_Exercise brief:_ Extend the article on keeping cool at Tennessee State Parks, picking up after its final sentence.

_Source extract:_
● ● ● ● ●

5 Ways to Keep Cool This Summer
July 1, 2020 | Permalink
Summer activities may look a little different this year, but there are still ways to beat the summer heat at Tennessee State Parks. We've put together five unique activities that will help you get outside without breaking too much of a sweat. Before setting out on your adventure, we encourage visitors to read our latest information regarding safety. During your visit, remember to practice physical distancing by keeping at least 6 feet apart from other visitors. Please note that all Tennessee State Park events and guided tours encourage participants to bring and wear masks. Visitors are required to wear masks inside state park facilities.
1. Tours at Dunbar Cave State Park
Beat the summer heat inside a cave! Dunbar Cave stays cool at around 58 degrees, even on a hot summer day. With daily cave tours, you can explore the cave that served as a shelter to prehistoric Native Americans around 10,000 years ago. It's the only site in the country where the public can see Native American Mississippian cave art. These tours book up quickly, so make sure and reserve your spot in advance.
COVID UPDATE: To provide quality cave tours, Dunbar Cave requires tour participants to wear a mask. These masks are provided as part of the tour fee. To adhere to social distancing recommendations, we are limiting group sizes to 10. Exceptions may be made for family groups.
2. Guided Paddling and Boat Tours
If you're new to paddling or looking to explore a park from a new perspective, our Ranger-guided tours offer expert guidance and information on our parks' natural and cultural side.
- Explore the flooded forest that is Reelfoot lake. Float past towering cypress trees while taking advantage of the cooler temperatures and beauty of golden hour. Purchase tickets.
- Did you know that Fall Creek Falls has a gorgeous lake in addition to its stunning waterfalls? Feel the cool breeze as you cruise the lake and gain insights on the park's natural side. Purchase tickets.
- These family-friendly floats on the Duck River at Henry Horton State Park are offered in single and tandem “sit-on-top” kayaks. These floats are perfect for all skill levels and show off 3-miles of the scenic river. View float schedule.
- Paddle through the beautiful Bald Cypress Swamp of Eagle Lake at Meeman-Shelby Forest State Park, suitable for all ages. The park also offers pontoon boat tours.
COVID Update: Lifejackets are provided and will be disinfected along with paddle craft after each trip per CDC guidelines and state protocols. However, we encourage guests to bring their own life jackets. Please bring masks for all events at Tennessee State Parks. Masks should be worn if 6 feet of social distance cannot be kept.

● ● ● ● ●

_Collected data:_
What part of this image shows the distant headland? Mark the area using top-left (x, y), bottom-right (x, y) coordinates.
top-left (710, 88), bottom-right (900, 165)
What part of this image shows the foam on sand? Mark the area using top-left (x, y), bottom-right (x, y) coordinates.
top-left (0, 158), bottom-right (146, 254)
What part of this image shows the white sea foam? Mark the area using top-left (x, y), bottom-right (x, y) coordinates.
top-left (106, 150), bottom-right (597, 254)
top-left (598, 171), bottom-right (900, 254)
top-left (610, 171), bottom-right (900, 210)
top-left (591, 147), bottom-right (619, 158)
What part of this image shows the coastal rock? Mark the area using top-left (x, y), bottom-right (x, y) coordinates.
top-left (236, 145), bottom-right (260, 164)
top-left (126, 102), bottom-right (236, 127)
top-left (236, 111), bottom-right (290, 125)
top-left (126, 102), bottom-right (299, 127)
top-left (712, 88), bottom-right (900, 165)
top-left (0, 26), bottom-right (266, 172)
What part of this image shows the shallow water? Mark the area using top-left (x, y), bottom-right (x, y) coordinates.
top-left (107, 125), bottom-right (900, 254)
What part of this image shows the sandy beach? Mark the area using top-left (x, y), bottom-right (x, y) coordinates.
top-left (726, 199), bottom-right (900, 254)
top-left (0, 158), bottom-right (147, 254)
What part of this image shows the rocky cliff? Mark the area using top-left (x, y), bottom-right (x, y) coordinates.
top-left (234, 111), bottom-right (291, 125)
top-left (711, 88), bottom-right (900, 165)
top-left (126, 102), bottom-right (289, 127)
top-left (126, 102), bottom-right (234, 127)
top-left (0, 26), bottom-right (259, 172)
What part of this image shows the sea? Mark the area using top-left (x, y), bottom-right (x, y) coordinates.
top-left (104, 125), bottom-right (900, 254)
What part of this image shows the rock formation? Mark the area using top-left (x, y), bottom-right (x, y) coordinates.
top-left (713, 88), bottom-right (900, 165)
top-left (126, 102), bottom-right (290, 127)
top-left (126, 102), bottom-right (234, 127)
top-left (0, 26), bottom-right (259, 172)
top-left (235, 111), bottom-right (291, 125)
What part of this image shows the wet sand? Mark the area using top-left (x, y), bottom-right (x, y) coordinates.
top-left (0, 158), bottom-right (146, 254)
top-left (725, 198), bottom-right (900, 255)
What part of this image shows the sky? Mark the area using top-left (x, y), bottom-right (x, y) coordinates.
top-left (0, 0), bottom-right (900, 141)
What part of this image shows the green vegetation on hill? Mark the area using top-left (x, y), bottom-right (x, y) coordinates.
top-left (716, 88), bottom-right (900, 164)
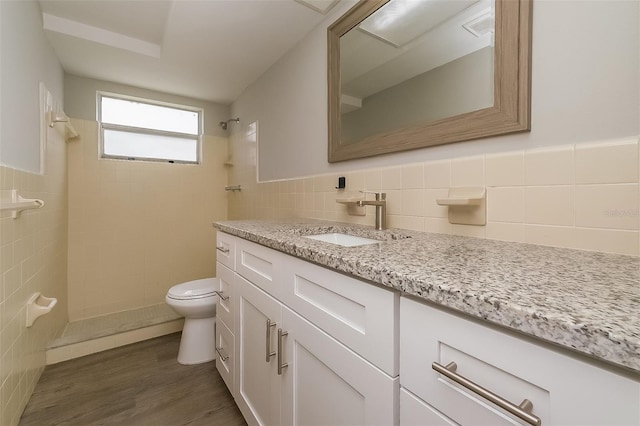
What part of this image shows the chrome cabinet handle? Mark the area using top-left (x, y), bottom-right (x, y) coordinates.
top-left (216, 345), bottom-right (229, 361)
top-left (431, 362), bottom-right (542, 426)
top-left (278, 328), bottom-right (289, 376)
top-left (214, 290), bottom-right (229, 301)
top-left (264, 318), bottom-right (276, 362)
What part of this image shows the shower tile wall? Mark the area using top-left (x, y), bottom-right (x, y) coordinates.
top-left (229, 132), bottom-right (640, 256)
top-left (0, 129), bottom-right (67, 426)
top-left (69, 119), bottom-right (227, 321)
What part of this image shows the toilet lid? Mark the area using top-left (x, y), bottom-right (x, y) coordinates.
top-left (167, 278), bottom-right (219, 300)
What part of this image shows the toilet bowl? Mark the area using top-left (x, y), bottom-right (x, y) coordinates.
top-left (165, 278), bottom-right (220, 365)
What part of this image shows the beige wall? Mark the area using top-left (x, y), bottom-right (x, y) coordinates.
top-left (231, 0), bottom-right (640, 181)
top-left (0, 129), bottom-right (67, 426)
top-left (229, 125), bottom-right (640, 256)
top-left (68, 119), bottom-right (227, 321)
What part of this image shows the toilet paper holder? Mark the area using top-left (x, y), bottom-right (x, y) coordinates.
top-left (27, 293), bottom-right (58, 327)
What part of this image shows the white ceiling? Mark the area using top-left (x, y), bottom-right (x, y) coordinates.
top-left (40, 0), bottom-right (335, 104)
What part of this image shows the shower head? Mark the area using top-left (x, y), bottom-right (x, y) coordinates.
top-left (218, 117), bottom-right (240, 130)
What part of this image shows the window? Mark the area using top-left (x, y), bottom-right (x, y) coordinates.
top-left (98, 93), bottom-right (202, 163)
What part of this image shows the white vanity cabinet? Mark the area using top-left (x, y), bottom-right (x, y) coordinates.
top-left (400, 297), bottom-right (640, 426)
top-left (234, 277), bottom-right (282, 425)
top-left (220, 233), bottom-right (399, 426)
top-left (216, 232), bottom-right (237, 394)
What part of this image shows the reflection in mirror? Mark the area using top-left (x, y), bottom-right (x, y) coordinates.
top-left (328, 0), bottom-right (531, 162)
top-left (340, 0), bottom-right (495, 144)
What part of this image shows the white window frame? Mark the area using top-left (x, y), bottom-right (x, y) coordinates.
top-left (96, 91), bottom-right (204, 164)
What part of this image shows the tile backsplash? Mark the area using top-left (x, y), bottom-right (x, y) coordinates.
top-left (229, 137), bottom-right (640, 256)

● ● ● ● ●

_Answer section:_
3. Cummins Falls Gorge Access Passes
Cummins Falls State Park has been a popular swimming destination for people looking to beat the summer heat for many years. The new Cummins Falls Gorge Access Permit limits access to the gorge and the base of the falls to 150 people, assisting park rangers in protecting visitors, staff, and the natural environment. You can purchase an access permit online to experience the falls yourself. Weekdays have the most availability, while weekends are quickly filling up weeks in advance.
4. Boat and Paddle Craft Rentals
You don't have to own equipment to enjoy boating, kayaking, and paddleboarding. With rentals from our parks, you can get out on the water without a substantial financial investment.
Paddle craft- kayaks, canoes, paddleboards, and pedal boats- can be rented at most parks that offer paddling across the state. Many of our parks that offer paddle rentals also feature overnight accommodations such as Big Hill Pond and Chickasaw State Park.
Boats, such as fishing and pontoon, are available to rent from the marinas at many of our parks that feature boating. You can find overnight accommodations at many of these parks, such as Pickwick Landing and Paris Landing State Park.
COIVD UPDATE: Lifejackets are provided and will be disinfected along with paddle craft after each trip per CDC guidelines and state protocols. However, we encourage guests to bring their own life jackets.
5. Swim Beaches
Our swim beaches may not be on the ocean's shore, but for many Tennessee residents, they serve as an oasis close to home. Our swim beaches at these parks across the state offer a day full of sun, sand, and cool waters. The swim beach at Montgomery Bell was recently highlighted as an alternative to a beach vacation.
COVID Update: While swimming and sunbathing at the beaches, we ask that you practice social distancing by keeping at least 6 feet away from others.